* _DATASET CONTENT_:
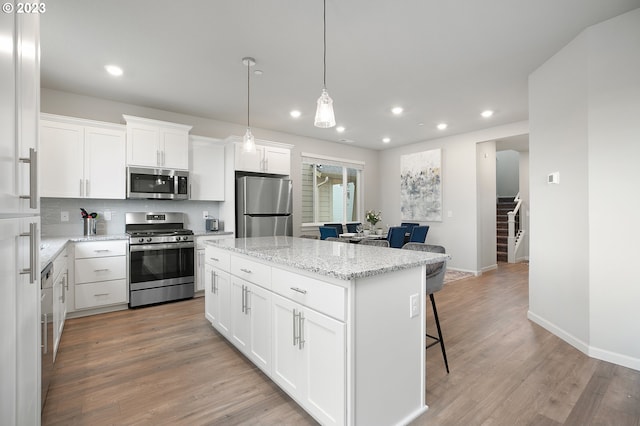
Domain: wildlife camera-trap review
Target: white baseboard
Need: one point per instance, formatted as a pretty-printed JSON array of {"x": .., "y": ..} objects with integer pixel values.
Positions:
[
  {"x": 591, "y": 351},
  {"x": 553, "y": 329}
]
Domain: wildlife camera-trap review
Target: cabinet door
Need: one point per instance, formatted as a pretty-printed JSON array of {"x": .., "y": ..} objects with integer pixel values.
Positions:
[
  {"x": 105, "y": 163},
  {"x": 249, "y": 161},
  {"x": 277, "y": 160},
  {"x": 240, "y": 325},
  {"x": 142, "y": 146},
  {"x": 206, "y": 169},
  {"x": 61, "y": 160},
  {"x": 324, "y": 360},
  {"x": 259, "y": 305},
  {"x": 19, "y": 323},
  {"x": 287, "y": 357},
  {"x": 175, "y": 149}
]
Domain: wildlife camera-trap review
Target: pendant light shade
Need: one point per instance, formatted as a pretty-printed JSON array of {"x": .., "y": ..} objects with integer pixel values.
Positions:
[
  {"x": 325, "y": 117},
  {"x": 324, "y": 112},
  {"x": 248, "y": 141}
]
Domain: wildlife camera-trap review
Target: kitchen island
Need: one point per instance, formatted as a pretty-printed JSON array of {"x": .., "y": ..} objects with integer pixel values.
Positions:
[{"x": 339, "y": 327}]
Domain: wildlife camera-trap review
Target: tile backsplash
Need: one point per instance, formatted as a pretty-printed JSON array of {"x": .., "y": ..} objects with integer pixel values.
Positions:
[{"x": 51, "y": 210}]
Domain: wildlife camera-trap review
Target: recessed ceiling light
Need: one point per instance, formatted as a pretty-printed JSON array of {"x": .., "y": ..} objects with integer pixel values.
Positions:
[{"x": 114, "y": 70}]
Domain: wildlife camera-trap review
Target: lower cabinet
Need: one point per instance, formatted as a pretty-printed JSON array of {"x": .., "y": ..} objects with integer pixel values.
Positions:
[
  {"x": 251, "y": 321},
  {"x": 217, "y": 294},
  {"x": 309, "y": 359},
  {"x": 100, "y": 274},
  {"x": 294, "y": 341}
]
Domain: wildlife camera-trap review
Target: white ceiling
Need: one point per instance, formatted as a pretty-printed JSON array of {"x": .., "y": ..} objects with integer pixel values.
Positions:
[{"x": 440, "y": 60}]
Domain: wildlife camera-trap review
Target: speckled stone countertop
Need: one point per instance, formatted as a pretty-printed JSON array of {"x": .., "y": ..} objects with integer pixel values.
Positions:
[
  {"x": 334, "y": 259},
  {"x": 51, "y": 247}
]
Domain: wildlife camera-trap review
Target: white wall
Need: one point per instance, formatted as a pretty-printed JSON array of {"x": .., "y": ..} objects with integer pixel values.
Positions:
[
  {"x": 584, "y": 109},
  {"x": 486, "y": 159},
  {"x": 73, "y": 105},
  {"x": 458, "y": 232}
]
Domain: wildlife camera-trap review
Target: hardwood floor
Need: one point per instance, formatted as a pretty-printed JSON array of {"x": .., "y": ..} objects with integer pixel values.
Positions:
[{"x": 166, "y": 365}]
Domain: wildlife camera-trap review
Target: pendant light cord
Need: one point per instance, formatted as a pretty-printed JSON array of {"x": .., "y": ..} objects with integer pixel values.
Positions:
[
  {"x": 324, "y": 56},
  {"x": 248, "y": 88}
]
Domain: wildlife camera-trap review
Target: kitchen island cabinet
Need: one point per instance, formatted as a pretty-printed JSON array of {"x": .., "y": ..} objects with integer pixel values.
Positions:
[{"x": 346, "y": 335}]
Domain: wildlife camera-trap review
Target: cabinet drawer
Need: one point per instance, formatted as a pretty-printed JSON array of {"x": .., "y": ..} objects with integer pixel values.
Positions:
[
  {"x": 101, "y": 249},
  {"x": 218, "y": 258},
  {"x": 255, "y": 272},
  {"x": 100, "y": 294},
  {"x": 321, "y": 296},
  {"x": 101, "y": 269}
]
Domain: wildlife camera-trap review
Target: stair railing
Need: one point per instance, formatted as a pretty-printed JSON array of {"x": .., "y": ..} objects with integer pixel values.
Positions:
[{"x": 515, "y": 230}]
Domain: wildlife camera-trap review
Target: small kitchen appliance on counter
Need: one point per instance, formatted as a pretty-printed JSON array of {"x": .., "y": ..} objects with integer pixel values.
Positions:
[
  {"x": 161, "y": 258},
  {"x": 211, "y": 224}
]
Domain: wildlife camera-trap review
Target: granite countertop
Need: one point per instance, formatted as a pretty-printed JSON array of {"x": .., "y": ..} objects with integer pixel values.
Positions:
[
  {"x": 334, "y": 259},
  {"x": 50, "y": 247}
]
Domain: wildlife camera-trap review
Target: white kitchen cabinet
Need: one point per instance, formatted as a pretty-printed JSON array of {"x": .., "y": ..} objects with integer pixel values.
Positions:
[
  {"x": 309, "y": 359},
  {"x": 20, "y": 321},
  {"x": 266, "y": 159},
  {"x": 60, "y": 295},
  {"x": 218, "y": 299},
  {"x": 206, "y": 169},
  {"x": 82, "y": 158},
  {"x": 100, "y": 277},
  {"x": 154, "y": 143},
  {"x": 251, "y": 321}
]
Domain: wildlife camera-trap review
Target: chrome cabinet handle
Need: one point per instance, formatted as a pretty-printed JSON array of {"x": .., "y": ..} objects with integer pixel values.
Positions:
[
  {"x": 32, "y": 160},
  {"x": 295, "y": 326},
  {"x": 301, "y": 340},
  {"x": 45, "y": 339},
  {"x": 33, "y": 251}
]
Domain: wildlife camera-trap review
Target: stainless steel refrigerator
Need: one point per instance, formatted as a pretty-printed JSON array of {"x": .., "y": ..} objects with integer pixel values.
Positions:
[{"x": 263, "y": 206}]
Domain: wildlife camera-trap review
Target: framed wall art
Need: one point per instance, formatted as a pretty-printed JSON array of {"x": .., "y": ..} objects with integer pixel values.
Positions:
[{"x": 421, "y": 186}]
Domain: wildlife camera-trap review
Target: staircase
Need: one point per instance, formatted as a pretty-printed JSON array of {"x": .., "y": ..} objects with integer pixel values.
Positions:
[{"x": 503, "y": 206}]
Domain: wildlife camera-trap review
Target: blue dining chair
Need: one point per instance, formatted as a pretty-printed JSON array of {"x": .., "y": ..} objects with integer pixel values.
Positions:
[
  {"x": 418, "y": 234},
  {"x": 338, "y": 227},
  {"x": 328, "y": 231},
  {"x": 353, "y": 227},
  {"x": 396, "y": 236}
]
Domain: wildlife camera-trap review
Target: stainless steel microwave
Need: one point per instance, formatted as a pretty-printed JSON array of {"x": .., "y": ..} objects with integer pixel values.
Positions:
[{"x": 159, "y": 184}]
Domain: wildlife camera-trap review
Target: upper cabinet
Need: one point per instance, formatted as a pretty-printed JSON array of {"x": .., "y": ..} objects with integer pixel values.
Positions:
[
  {"x": 153, "y": 143},
  {"x": 81, "y": 158},
  {"x": 206, "y": 168},
  {"x": 269, "y": 157}
]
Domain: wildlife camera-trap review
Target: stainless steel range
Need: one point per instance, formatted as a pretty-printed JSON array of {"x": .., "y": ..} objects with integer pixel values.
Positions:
[{"x": 161, "y": 258}]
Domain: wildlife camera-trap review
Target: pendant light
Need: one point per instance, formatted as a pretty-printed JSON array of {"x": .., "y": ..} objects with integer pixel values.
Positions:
[
  {"x": 324, "y": 112},
  {"x": 248, "y": 141}
]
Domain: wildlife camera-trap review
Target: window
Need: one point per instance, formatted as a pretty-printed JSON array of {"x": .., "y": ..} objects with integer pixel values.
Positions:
[{"x": 331, "y": 190}]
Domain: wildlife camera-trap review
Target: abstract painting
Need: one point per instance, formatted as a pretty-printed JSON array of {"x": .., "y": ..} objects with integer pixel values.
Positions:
[{"x": 421, "y": 186}]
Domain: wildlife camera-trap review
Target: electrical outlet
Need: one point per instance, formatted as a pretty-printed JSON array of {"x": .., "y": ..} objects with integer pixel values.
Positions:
[{"x": 414, "y": 308}]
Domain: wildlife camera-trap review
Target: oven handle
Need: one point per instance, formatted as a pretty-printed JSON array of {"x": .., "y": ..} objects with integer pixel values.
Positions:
[{"x": 163, "y": 246}]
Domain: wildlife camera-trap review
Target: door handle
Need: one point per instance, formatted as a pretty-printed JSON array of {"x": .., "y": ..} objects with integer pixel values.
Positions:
[{"x": 32, "y": 160}]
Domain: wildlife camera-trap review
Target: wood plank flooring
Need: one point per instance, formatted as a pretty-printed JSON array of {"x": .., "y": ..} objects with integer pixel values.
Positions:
[{"x": 166, "y": 365}]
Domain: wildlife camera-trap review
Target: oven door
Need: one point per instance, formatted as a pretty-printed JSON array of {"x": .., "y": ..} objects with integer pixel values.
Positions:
[{"x": 156, "y": 265}]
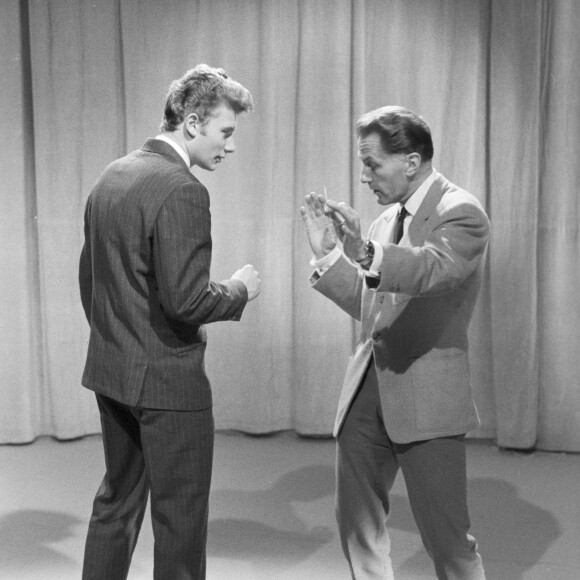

* _WHAT YOU NEED TO DO_: Pick out every line of the rows above that contains the word "stainless", and copy each one.

* _REPLY TO THE EXERCISE_:
Target: stainless steel refrigerator
Target: stainless steel microwave
Target: stainless steel range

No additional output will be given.